--- start ---

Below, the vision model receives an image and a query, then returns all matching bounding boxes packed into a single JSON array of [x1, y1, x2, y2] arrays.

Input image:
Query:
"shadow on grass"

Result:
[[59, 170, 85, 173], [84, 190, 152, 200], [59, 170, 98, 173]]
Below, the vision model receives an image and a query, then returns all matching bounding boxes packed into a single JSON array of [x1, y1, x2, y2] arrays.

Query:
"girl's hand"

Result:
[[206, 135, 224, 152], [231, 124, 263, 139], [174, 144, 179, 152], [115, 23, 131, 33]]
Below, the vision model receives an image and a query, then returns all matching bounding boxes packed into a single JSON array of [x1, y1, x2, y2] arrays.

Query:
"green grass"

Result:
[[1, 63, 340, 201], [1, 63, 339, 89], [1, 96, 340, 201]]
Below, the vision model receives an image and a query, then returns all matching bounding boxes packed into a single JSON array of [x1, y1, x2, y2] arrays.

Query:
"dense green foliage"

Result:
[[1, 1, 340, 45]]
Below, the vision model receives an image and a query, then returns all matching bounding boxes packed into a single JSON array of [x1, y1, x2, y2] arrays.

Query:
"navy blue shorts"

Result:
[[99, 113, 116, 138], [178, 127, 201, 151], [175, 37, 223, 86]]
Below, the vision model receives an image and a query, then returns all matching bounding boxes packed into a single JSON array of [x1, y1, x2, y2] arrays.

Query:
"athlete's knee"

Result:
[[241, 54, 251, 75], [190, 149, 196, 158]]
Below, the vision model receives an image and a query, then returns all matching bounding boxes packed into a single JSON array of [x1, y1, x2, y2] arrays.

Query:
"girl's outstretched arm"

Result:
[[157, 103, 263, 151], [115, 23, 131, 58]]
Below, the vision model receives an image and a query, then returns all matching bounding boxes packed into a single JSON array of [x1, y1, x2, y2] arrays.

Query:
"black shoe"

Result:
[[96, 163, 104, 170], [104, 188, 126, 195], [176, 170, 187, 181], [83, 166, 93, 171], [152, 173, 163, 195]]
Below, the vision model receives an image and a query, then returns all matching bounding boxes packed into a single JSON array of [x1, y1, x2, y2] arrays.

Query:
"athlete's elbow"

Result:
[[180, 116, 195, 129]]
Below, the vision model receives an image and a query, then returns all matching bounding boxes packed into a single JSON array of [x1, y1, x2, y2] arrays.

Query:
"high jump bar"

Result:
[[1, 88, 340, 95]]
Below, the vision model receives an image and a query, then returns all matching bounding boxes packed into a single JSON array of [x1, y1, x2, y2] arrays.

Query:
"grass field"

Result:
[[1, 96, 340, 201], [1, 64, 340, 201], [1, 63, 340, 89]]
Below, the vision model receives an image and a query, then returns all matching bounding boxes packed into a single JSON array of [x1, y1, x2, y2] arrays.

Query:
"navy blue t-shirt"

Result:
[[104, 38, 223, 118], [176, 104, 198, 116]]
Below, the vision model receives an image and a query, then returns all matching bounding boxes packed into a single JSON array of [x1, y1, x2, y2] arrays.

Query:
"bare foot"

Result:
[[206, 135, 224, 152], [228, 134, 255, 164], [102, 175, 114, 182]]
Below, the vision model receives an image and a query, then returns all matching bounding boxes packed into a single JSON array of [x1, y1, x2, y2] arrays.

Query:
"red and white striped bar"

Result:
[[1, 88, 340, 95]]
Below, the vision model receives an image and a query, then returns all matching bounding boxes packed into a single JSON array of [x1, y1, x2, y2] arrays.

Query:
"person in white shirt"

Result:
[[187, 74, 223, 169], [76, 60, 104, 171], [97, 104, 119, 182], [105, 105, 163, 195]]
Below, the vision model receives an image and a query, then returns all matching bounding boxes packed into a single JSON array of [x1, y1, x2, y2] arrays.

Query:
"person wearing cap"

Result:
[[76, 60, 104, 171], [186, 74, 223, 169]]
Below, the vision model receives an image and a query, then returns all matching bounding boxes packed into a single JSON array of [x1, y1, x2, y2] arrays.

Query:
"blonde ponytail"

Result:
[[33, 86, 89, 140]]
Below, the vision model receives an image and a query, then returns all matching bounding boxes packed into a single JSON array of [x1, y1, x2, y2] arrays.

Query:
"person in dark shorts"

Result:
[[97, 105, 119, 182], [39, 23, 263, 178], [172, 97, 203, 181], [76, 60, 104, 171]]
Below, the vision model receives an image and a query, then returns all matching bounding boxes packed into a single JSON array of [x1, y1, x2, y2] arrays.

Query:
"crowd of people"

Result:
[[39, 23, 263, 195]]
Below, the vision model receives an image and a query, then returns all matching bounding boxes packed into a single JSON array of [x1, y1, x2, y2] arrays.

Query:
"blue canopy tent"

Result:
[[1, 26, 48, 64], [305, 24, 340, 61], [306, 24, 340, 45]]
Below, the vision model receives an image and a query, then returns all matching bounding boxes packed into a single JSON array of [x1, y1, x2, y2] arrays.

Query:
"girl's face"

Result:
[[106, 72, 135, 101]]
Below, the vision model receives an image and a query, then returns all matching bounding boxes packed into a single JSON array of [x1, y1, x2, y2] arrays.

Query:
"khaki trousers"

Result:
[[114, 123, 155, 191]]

--- end ---

Please reproduce the listing above word for word, from its first line through the line containing "23, 131, 33]]".

● Answer
Below, the vision model receives an image and a query, then returns all matching bounding boxes packed into a single JSON array of [x1, y1, x2, y2] arrays.

Input image:
Query:
"shadow on grass"

Result:
[[59, 170, 85, 173], [84, 190, 152, 200], [59, 170, 98, 173]]
Below, the vision model receives an image and a query, then returns all matching bounding boxes packed into a single JSON array of [x1, y1, x2, y2] arrays.

Query:
"girl's hand"

Result:
[[206, 135, 224, 152], [231, 124, 263, 139], [174, 144, 179, 152], [115, 23, 131, 33]]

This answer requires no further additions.